- [OBIETTIVO 1]:
Rispondi a queste domande sul brano sulla violenza domestica:
(a) Quali categorie sono prese in considerazione più di frequente come autori di violenza?
(b) Quali caratteristiche vengono attribuite agli uomini con comportamenti violenti nelle "mura domestiche"?
(c) Attraverso quali strutture si è attuata la protezione della vittima negli ultimi decenni?

=-=-=

È piuttosto comune il pensiero che la violenza appartenga agli uomini con problemi psichiatrici, ai tossicodipendenti, agli alcolisti, agli stranieri con basso livello culturale. Queste sono le categorie più frequentemente prese in considerazione, ma non sempre é così.
Infatti, i comportamenti violenti e le azioni aggressive che spesso si consumano nelle "mura domestiche" appartengono anche agli uomini con un buon livello culturale, con un lavoro sicuro, con un'apparenza gentile e garbata, privi di precedenti penali.
Può accadere in soggetti appartenenti a tutte le fasce d'età e numerosi sono gli interrogativi, spesso senza risposte concrete. Negli ultimi decenni, gli interventi effettuati, da una parte, si sono rivolti alla protezione della vittima attraverso centri di accoglienza e di ascolto per la donna, e dall'altra, alla condanna del reo con un inasprimento della pena sempre maggiore. Tuttavia, il fenomeno della violenza non é stato contrastato e la violenza non é diminuita.

=-=-=

- [OBIETTIVO 2]: Conta le righe dell'elenco che contengono la stringa "logo" e riporta soltanto il numero.

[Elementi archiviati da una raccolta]

=-=-=

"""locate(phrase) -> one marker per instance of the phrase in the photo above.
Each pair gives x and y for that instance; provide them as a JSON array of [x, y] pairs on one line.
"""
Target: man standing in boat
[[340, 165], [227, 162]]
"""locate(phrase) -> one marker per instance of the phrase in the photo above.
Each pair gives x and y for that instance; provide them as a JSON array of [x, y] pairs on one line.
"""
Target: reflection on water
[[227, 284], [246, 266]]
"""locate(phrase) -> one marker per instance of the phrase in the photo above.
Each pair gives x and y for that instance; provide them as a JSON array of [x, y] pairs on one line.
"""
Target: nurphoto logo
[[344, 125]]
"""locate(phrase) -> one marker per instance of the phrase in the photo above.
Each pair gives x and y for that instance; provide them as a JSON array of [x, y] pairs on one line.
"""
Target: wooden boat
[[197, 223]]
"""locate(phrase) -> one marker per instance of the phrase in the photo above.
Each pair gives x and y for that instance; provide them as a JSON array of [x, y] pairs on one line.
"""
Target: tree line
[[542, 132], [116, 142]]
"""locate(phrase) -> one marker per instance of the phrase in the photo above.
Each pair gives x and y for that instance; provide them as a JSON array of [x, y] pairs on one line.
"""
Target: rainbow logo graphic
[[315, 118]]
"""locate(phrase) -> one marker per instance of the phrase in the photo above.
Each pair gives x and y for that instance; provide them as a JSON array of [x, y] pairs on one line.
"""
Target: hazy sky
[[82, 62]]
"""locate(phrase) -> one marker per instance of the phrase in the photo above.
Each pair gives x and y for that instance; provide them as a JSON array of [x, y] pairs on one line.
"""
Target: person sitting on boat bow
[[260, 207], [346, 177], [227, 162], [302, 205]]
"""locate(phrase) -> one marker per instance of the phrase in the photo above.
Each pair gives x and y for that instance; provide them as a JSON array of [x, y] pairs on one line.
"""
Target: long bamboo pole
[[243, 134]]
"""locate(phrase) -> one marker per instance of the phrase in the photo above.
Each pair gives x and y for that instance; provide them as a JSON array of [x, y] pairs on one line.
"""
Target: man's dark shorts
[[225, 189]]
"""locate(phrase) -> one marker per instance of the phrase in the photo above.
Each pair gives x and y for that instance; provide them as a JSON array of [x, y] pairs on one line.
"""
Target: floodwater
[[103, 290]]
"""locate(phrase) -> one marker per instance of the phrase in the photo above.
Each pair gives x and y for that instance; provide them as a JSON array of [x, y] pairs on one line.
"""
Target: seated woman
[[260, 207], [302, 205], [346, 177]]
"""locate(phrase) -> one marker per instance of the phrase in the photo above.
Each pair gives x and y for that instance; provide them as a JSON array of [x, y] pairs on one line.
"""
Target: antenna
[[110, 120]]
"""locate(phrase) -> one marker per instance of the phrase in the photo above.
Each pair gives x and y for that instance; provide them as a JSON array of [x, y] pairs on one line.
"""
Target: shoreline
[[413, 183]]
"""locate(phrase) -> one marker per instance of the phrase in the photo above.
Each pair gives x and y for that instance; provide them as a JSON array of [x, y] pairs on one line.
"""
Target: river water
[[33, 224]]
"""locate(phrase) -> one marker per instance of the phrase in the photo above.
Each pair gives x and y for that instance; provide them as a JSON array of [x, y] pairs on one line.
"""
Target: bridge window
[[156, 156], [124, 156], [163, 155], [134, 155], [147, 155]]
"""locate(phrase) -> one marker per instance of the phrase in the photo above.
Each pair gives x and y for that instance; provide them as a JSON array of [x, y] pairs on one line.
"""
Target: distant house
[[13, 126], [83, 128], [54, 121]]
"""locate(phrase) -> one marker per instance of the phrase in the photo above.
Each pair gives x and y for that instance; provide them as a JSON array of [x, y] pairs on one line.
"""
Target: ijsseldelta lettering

=-=-=

- [RISPOSTA COMPLETA 1]:
(a) Gli uomini con problemi psichiatrici, i tossicodipendenti, gli alcolisti e gli stranieri con basso livello culturale.
(b) Un buon livello culturale, un lavoro sicuro, un'apparenza gentile e garbata e l'assenza di precedenti penali.
(c) Centri di accoglienza e di ascolto per la donna.

- [RISPOSTA COMPLETA 2]: 2